---------- INFORMATION SHOWN
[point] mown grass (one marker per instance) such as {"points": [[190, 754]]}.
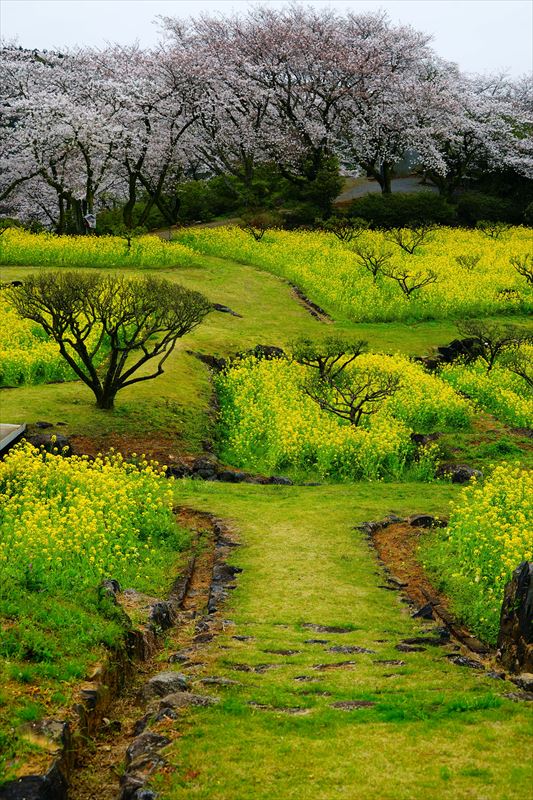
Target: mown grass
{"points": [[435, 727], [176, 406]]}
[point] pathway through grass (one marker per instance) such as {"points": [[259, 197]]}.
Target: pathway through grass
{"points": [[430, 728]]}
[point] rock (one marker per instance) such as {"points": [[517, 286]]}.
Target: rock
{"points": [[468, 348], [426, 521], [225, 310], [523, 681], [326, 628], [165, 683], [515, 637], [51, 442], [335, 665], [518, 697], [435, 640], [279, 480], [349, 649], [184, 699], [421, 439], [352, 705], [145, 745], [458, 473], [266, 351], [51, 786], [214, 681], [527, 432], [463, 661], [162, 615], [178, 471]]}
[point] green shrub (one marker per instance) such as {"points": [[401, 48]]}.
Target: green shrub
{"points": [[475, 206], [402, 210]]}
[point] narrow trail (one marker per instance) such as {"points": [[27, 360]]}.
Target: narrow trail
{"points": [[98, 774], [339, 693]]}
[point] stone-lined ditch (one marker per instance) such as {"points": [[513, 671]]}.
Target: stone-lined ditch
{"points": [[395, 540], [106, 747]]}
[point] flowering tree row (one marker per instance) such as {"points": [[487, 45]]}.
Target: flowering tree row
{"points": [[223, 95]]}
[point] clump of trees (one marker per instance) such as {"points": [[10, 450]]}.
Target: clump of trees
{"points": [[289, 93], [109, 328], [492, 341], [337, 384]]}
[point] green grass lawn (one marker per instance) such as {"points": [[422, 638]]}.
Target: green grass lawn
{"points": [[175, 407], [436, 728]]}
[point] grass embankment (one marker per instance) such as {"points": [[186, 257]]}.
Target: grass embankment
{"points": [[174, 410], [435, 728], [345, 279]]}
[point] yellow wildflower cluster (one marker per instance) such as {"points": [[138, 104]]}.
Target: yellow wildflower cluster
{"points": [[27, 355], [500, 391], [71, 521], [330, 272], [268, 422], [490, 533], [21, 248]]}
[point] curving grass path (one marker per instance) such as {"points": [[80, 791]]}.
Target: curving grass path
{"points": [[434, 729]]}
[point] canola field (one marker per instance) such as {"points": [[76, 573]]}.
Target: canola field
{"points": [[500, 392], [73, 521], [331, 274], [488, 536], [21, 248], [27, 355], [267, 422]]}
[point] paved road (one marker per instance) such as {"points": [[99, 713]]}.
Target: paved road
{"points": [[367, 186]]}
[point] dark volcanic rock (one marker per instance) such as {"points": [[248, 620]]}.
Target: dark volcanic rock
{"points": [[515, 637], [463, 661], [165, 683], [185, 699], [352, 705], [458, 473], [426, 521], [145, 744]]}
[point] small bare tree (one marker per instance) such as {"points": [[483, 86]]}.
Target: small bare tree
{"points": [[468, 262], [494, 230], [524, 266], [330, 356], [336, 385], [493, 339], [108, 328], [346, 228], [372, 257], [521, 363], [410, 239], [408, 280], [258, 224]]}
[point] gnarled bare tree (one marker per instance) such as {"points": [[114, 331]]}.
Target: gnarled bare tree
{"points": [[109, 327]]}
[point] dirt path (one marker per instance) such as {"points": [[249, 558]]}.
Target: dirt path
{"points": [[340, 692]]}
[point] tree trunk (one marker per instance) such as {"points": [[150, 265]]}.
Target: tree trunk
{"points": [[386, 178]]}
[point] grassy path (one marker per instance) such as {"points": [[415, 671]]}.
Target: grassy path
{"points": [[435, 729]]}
--------------------
---------- INFORMATION SHOWN
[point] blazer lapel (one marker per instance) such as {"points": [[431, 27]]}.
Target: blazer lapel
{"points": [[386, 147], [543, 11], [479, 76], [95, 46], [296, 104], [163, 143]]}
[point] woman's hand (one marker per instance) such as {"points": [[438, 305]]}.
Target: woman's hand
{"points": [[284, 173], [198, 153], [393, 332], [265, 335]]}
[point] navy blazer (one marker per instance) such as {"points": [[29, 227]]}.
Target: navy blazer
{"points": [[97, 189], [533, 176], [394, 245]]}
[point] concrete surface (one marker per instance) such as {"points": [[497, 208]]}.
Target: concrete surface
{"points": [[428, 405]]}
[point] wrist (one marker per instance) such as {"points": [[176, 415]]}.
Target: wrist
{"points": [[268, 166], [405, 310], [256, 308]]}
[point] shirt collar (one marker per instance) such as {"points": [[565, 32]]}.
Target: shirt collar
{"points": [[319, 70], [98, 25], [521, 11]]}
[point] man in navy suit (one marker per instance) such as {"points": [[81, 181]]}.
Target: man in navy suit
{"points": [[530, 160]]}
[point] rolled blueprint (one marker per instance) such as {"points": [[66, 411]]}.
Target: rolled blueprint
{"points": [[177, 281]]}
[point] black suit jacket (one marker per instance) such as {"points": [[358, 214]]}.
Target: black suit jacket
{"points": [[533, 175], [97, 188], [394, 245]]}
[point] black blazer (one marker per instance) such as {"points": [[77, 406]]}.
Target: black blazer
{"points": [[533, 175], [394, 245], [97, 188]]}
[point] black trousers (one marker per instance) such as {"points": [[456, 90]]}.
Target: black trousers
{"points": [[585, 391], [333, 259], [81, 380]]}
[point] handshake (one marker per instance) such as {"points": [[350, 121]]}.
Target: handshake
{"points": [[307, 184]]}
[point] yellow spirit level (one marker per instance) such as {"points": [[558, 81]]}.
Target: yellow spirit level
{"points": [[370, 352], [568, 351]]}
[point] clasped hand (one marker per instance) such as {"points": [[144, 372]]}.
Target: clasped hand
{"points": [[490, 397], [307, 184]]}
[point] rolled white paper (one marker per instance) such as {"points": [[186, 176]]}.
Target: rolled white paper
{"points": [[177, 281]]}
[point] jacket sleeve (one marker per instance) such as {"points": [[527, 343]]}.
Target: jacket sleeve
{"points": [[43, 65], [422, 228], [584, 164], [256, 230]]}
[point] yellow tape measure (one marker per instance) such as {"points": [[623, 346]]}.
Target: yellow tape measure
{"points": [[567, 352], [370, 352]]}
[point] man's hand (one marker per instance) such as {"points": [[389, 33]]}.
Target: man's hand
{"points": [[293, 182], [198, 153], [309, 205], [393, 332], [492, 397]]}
--------------------
---------- INFORMATION SHOWN
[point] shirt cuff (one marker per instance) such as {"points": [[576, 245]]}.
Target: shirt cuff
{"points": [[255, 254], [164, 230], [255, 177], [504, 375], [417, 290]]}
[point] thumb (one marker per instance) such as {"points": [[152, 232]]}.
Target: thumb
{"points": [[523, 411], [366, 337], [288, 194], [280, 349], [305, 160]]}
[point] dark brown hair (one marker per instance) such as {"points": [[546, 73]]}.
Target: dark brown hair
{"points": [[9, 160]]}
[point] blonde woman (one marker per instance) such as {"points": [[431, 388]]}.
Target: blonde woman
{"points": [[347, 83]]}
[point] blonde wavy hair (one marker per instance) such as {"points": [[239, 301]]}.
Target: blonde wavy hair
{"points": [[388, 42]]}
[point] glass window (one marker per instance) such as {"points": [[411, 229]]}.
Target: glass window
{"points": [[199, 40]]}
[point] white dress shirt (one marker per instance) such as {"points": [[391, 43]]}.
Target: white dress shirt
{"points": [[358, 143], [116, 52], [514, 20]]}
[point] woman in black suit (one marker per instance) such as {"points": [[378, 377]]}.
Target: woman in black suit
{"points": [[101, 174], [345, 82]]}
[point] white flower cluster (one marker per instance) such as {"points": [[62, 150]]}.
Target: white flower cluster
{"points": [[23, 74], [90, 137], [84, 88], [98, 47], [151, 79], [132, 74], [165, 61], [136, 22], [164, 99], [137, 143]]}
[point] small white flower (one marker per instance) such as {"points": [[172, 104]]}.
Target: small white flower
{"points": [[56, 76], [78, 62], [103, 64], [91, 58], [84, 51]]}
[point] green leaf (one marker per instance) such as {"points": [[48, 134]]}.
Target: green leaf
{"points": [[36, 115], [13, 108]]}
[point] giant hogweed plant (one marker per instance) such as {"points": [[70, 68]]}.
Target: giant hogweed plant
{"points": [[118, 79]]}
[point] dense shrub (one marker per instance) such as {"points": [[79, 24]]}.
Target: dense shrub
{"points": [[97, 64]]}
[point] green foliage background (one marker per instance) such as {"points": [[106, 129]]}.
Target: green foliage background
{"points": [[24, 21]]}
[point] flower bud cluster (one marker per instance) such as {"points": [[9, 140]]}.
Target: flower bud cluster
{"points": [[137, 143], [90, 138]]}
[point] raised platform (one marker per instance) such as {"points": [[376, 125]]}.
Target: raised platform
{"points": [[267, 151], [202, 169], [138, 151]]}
--------------------
● **EXERCISE**
Pull out each line of the records above that contains the string "hair". Case matters.

● **IN RESPONSE**
[point] dark brown hair (one marker per instance) such as {"points": [[546, 73]]}.
Target: dark brown hair
[point] blonde wavy hair (one marker per instance) such as {"points": [[239, 301]]}.
Target: blonde wavy hair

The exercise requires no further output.